**Written task:** Gather every line of the entries below that contains the word "canucks", and copy each of those lines.

**Record extracts:**

──────

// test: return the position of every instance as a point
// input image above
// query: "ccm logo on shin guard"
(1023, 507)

──────

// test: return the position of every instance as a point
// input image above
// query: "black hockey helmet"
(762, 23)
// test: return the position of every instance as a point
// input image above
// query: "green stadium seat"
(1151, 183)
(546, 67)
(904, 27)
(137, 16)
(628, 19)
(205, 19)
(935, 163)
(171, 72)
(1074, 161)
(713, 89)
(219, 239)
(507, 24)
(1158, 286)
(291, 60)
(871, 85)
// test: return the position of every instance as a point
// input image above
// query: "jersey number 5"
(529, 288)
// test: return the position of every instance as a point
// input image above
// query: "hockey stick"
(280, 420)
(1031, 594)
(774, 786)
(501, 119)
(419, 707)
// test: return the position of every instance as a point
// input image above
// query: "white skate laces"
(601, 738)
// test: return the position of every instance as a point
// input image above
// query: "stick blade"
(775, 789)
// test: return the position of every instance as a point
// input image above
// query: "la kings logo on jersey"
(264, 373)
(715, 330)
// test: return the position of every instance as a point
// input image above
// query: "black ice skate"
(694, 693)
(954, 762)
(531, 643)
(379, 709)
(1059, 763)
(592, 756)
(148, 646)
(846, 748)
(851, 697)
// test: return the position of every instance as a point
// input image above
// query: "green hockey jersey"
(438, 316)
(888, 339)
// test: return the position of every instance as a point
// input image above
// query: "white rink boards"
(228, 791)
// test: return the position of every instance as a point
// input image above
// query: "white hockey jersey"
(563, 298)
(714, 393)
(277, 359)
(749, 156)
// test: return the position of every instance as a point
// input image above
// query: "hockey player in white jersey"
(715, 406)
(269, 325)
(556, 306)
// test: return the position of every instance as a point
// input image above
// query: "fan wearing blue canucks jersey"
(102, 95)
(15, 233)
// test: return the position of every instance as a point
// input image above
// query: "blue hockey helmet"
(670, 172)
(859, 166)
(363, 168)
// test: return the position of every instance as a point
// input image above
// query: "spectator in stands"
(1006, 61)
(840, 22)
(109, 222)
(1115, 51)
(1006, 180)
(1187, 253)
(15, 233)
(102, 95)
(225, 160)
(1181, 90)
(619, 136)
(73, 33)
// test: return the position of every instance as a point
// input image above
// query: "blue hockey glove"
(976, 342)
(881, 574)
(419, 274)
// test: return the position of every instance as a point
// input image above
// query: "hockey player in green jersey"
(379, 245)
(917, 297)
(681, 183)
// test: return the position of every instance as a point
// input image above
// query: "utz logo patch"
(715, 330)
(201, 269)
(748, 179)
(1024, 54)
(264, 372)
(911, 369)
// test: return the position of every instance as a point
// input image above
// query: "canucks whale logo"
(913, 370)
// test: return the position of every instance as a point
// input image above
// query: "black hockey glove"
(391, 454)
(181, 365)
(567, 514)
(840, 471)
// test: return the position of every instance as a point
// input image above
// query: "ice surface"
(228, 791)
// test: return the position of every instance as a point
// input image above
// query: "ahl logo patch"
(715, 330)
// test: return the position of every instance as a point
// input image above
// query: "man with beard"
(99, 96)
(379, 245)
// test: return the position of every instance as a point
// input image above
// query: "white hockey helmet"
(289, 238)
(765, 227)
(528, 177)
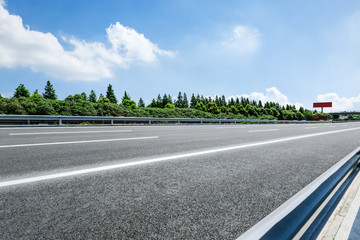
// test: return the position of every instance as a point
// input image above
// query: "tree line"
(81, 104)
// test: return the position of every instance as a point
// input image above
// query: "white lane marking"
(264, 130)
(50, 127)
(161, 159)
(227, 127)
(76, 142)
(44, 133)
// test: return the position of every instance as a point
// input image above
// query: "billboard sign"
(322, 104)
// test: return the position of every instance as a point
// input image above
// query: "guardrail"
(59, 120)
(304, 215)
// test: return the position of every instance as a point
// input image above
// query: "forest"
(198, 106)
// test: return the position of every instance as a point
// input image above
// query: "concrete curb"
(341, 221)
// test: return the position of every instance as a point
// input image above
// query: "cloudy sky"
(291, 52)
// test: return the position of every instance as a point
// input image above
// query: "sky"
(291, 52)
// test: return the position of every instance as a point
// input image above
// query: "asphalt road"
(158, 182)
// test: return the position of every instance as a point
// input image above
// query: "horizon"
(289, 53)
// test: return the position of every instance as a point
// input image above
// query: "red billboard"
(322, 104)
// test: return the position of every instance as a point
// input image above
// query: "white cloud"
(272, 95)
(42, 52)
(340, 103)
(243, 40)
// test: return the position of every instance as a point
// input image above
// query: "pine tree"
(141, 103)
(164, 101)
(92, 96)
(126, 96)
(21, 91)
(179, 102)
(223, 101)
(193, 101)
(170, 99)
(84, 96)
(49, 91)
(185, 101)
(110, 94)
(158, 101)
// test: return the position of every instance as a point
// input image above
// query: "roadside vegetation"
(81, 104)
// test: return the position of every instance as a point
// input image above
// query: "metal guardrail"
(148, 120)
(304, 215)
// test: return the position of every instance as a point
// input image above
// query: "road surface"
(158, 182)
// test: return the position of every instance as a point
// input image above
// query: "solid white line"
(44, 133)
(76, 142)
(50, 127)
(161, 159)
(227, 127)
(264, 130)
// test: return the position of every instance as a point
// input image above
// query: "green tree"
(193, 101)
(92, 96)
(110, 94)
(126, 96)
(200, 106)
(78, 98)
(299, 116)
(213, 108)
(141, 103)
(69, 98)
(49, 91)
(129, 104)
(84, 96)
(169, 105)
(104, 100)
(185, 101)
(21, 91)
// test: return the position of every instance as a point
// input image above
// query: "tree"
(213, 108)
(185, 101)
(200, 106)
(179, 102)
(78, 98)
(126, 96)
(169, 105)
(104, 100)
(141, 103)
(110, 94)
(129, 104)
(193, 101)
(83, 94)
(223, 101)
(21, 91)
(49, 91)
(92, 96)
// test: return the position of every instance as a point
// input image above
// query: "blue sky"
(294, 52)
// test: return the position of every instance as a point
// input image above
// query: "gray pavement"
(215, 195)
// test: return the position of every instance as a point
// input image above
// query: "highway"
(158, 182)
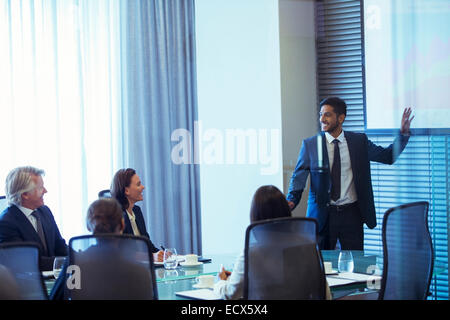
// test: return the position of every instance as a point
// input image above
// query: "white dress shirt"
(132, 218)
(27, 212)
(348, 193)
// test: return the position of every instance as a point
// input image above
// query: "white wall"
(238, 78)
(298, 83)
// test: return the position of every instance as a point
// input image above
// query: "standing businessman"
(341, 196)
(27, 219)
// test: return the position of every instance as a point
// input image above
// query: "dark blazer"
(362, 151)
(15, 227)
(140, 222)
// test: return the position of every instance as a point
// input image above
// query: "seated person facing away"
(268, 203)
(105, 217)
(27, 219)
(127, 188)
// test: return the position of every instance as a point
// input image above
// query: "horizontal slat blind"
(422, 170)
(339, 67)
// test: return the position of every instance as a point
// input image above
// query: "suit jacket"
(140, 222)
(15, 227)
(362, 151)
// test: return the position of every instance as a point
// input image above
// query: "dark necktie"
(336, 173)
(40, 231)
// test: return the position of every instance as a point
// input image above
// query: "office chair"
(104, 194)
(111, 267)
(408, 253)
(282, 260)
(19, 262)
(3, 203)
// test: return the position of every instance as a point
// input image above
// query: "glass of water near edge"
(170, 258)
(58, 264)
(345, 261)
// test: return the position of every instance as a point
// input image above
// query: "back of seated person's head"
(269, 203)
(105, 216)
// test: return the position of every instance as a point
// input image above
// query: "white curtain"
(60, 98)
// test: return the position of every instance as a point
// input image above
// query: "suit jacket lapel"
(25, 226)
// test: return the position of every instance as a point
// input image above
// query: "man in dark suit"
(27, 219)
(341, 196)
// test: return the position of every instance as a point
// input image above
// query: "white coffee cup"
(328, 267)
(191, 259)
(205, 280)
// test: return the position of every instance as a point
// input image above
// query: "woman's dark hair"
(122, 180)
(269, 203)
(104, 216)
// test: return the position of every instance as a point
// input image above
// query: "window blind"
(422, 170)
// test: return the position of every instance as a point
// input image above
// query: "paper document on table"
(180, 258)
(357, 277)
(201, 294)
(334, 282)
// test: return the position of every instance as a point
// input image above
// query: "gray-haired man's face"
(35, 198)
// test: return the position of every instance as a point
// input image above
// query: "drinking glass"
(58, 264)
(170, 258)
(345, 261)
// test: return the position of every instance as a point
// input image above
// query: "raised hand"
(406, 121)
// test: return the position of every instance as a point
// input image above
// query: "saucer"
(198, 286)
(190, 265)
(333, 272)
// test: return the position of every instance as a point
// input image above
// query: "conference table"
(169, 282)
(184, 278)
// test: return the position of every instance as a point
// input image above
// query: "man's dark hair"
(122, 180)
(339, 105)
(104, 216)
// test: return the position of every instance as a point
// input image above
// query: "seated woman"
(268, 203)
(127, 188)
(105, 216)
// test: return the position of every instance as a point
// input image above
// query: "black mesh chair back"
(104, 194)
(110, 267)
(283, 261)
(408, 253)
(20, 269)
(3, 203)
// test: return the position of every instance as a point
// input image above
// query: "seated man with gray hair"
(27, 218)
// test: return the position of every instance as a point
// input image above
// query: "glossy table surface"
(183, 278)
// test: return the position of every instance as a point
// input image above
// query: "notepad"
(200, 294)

──────

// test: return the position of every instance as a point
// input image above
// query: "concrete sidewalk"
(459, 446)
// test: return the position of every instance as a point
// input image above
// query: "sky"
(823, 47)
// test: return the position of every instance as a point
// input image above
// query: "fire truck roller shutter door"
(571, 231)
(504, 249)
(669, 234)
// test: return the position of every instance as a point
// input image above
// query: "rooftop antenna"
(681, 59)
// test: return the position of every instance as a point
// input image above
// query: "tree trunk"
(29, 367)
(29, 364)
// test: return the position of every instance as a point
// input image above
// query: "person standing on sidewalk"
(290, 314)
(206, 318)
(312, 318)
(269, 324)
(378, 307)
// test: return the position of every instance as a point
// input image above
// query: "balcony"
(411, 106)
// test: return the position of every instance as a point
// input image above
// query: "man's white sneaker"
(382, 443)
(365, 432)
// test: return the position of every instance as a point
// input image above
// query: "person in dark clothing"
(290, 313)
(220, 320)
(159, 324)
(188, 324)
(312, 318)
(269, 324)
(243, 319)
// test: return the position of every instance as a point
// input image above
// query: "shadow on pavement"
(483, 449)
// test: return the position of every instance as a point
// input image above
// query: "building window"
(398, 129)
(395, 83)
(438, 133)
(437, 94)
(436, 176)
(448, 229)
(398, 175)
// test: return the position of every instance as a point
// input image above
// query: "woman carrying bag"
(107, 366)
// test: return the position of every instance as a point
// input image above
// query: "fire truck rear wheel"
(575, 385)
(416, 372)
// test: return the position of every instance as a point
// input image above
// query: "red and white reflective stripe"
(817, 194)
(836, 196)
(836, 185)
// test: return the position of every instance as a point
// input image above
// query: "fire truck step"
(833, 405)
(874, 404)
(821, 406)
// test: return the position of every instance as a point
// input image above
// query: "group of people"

──────

**Final result:**
// query: "fan wearing blue canucks jersey"
// query: "canucks whale logo"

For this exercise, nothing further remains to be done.